══ EXERCISE DATA
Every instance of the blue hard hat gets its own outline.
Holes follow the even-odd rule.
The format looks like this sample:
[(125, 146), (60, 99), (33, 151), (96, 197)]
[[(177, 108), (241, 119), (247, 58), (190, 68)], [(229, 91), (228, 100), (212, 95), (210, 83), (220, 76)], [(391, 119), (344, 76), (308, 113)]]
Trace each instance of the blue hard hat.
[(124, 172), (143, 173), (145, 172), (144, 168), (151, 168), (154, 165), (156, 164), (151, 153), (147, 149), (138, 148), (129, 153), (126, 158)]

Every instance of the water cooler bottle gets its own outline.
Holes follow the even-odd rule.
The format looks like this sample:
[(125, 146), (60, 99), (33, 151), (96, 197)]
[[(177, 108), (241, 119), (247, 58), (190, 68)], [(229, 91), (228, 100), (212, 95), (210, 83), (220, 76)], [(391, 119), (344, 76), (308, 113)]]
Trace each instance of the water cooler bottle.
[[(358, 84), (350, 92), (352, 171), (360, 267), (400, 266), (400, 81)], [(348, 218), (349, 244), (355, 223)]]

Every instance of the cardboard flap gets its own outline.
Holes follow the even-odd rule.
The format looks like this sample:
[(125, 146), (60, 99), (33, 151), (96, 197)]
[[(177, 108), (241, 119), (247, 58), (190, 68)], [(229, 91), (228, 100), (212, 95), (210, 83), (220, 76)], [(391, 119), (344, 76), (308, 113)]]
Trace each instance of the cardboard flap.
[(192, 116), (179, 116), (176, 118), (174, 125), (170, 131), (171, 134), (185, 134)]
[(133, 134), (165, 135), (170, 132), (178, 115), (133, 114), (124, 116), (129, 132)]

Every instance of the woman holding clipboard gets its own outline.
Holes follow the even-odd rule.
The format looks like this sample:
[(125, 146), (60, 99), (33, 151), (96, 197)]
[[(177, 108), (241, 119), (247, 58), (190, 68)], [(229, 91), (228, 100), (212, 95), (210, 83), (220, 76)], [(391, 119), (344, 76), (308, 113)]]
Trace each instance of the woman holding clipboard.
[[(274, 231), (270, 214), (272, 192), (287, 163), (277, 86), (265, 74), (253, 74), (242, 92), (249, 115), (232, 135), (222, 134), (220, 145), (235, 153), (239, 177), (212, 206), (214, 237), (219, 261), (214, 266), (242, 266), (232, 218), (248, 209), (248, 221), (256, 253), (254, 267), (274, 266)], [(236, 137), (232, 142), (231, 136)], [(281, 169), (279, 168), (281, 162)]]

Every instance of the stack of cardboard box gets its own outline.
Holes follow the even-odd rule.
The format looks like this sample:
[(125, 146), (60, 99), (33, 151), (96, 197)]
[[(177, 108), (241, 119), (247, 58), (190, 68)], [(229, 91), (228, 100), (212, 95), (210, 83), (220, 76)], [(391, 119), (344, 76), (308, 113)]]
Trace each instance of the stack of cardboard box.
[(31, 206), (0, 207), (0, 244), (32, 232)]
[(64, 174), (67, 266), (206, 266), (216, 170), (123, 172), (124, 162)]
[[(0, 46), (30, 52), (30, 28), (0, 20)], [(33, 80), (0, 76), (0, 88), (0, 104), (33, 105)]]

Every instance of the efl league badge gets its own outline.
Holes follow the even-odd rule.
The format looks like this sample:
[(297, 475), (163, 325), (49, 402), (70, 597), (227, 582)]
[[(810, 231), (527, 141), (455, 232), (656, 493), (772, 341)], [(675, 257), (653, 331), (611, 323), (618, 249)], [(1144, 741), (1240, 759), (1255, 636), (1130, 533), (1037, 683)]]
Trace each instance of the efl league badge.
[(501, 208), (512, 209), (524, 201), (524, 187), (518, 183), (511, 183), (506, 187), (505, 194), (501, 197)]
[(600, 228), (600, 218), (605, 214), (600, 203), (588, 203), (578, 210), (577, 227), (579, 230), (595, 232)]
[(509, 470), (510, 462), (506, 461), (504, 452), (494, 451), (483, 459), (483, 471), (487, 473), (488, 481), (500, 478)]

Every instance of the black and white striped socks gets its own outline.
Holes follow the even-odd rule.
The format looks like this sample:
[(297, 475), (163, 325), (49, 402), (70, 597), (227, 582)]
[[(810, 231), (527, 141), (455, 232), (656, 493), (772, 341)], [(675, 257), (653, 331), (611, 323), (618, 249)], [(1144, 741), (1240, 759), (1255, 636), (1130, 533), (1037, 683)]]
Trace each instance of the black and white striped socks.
════
EXERCISE BRIEF: Return each line above precisely as written.

RESULT BELOW:
Every instance of the blue hard hat gets its own outline.
Holes follow the even-odd rule.
The format looks like this sample:
[(125, 146), (60, 99), (33, 151), (96, 197)]
[[(177, 108), (241, 119), (247, 58), (190, 68)], [(229, 91), (228, 100), (212, 95), (210, 83), (220, 76)], [(391, 119), (344, 76), (308, 113)]]
Trace each instance of the blue hard hat.
[(124, 172), (143, 173), (145, 172), (144, 168), (151, 168), (154, 165), (156, 164), (151, 153), (147, 149), (138, 148), (129, 153), (126, 158)]

Every instance of the water cooler bottle gets its own outline.
Holes follow the even-odd rule.
The format looks like this sample:
[(125, 146), (60, 99), (33, 151), (96, 197)]
[[(177, 108), (241, 119), (247, 58), (190, 68)], [(229, 91), (228, 100), (212, 95), (210, 83), (220, 76)], [(391, 119), (344, 76), (308, 113)]]
Trace each instance of the water cooler bottle.
[[(358, 84), (350, 92), (352, 171), (360, 267), (400, 266), (400, 81)], [(348, 218), (349, 244), (355, 223)]]

Every instance of the cardboard flap gets its own outline.
Holes follow the even-odd rule.
The format looks like this sample:
[(125, 146), (60, 99), (33, 151), (96, 197)]
[[(177, 108), (241, 119), (247, 58), (190, 68)], [(229, 91), (228, 100), (212, 95), (210, 83), (220, 76)], [(391, 119), (344, 76), (308, 113)]]
Trace each instance of the cardboard flap.
[(192, 116), (179, 116), (176, 118), (174, 125), (170, 131), (171, 134), (185, 134)]
[(133, 134), (165, 135), (170, 132), (178, 115), (133, 114), (124, 116), (129, 132)]

Every instance of the woman holding clipboard gets its own outline.
Holes follow the even-odd rule.
The format looks like this sample:
[(125, 146), (60, 99), (33, 151), (96, 197)]
[[(177, 108), (241, 119), (247, 58), (190, 68)], [(229, 91), (228, 100), (212, 95), (210, 83), (220, 76)], [(391, 119), (344, 76), (308, 113)]]
Trace each instance of the woman holding clipboard.
[[(274, 231), (270, 214), (272, 192), (287, 163), (277, 86), (265, 74), (253, 74), (242, 92), (249, 115), (232, 135), (222, 134), (220, 145), (235, 153), (239, 177), (212, 206), (214, 237), (219, 261), (214, 266), (242, 266), (232, 218), (248, 209), (248, 221), (256, 253), (254, 267), (274, 266)], [(236, 137), (232, 142), (231, 136)], [(281, 169), (279, 168), (281, 162)]]

Every instance of the stack of cardboard box gets its own outline.
Holes follow the even-odd rule.
The format looks like this sample:
[(125, 146), (60, 99), (33, 151), (96, 197)]
[[(177, 108), (241, 119), (247, 58), (190, 68)], [(229, 91), (228, 100), (212, 95), (210, 83), (220, 76)], [(391, 119), (344, 76), (308, 113)]]
Trace each instance of the stack of cardboard box.
[(31, 206), (0, 207), (0, 244), (32, 232)]
[(64, 174), (67, 266), (206, 266), (216, 170), (123, 172), (124, 162)]
[[(0, 46), (30, 52), (30, 28), (0, 20)], [(33, 80), (0, 76), (0, 88), (0, 104), (33, 105)]]

Every instance of the efl league badge gets its own outline.
Holes follow the even-odd rule.
The format looks like this sample:
[(297, 475), (163, 325), (49, 402), (70, 597), (227, 582)]
[[(810, 231), (527, 141), (455, 232), (656, 493), (772, 341)], [(675, 257), (653, 331), (611, 323), (618, 249)], [(1144, 741), (1240, 759), (1255, 636), (1130, 533), (1037, 683)]]
Trace each instance of the efl league badge.
[(501, 208), (512, 209), (524, 201), (524, 187), (518, 183), (511, 183), (506, 187), (505, 194), (501, 197)]
[(600, 228), (600, 218), (605, 214), (600, 203), (588, 203), (578, 210), (577, 227), (579, 230), (595, 232)]
[(509, 470), (510, 462), (506, 461), (504, 452), (494, 451), (483, 459), (483, 471), (487, 473), (488, 481), (500, 478)]

Every instance of the black and white striped socks gets its own outline.
Holes follow the even-odd rule.
The format looks like this sample:
[(297, 475), (163, 325), (49, 402), (70, 597), (227, 582)]
[[(810, 231), (527, 141), (455, 232), (656, 493), (772, 341)], [(675, 257), (653, 331), (611, 323), (618, 249)], [(1144, 741), (1240, 759), (1255, 636), (1130, 533), (1037, 683)]]
Trace each instance of the black and white striped socks.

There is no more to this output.